The problem: Lines before the one containing "Each instance of the shrub" are excluded; reproduce that line and all lines after it in the entries below, exactly.

[Position annotation records]
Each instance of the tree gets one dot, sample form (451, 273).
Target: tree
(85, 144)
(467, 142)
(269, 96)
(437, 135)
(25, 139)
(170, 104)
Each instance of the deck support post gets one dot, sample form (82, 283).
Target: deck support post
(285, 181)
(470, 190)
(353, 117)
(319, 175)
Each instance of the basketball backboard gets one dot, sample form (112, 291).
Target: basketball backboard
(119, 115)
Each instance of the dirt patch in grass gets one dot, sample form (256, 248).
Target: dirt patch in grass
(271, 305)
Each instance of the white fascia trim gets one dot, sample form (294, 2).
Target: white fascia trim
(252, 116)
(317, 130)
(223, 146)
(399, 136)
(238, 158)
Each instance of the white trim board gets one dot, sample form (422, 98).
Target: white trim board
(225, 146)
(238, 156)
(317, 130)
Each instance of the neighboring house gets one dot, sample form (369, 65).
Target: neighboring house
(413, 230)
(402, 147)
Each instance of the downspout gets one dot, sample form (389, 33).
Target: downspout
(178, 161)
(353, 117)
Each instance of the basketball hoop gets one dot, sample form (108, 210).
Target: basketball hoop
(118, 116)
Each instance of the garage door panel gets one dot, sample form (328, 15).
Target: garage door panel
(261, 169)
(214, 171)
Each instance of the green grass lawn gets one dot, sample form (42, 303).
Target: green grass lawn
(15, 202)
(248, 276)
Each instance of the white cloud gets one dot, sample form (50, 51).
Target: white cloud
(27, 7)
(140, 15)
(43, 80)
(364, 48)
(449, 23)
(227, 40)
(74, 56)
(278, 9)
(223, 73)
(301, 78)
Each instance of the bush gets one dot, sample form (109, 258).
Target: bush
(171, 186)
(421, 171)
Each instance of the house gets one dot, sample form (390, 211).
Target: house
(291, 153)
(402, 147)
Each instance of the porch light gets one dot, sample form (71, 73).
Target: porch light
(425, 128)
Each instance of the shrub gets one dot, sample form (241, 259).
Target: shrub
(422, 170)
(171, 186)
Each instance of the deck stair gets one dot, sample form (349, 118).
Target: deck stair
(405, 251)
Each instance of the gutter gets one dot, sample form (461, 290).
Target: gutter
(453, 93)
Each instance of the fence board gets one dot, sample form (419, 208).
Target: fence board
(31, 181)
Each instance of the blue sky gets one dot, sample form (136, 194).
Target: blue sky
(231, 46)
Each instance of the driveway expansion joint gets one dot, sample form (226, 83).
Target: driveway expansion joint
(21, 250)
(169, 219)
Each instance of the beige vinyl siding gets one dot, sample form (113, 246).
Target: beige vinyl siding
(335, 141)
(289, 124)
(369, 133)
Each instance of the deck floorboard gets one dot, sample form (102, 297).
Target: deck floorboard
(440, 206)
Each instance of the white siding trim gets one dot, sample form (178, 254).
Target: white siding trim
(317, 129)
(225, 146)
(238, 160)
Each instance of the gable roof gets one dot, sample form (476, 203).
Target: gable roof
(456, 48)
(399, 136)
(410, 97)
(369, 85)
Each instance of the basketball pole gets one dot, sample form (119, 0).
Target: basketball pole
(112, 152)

Result of the exercise:
Each instance of the shrub gets one dot, sample form (241, 259).
Target: shrub
(422, 170)
(171, 186)
Each instance of the deck stair gets one dot, sample form (349, 118).
Target: deck stair
(405, 251)
Each instance of the gutter gets one dot, sample form (461, 290).
Target: gutter
(453, 93)
Each instance of the fence board gets one dot, sample form (419, 208).
Target: fence board
(31, 181)
Each instance of the blue sky gets one dot, sample form (136, 194).
Target: blue sky
(231, 46)
Each instance of the driveway expansion joint gets one dot, sample form (226, 83).
Target: driveway expansion joint
(21, 250)
(169, 219)
Each instance of the beige vinyl siding gets one dot, sample form (113, 246).
Target: beige vinyl siding
(335, 141)
(289, 124)
(369, 133)
Each instance of the deck floorboard gets one dot, sample form (102, 297).
Target: deck floorboard
(440, 206)
Each instance of the white siding trim gets one dot, sample form (178, 254).
Target: white siding trim
(317, 129)
(225, 146)
(238, 160)
Each instance of the gable roof gets one dot, sample form (476, 203).
Target: gable roof
(456, 48)
(399, 136)
(410, 97)
(369, 85)
Each instance of the basketball pole gets one dot, sample form (119, 0).
Target: basketball pole
(112, 152)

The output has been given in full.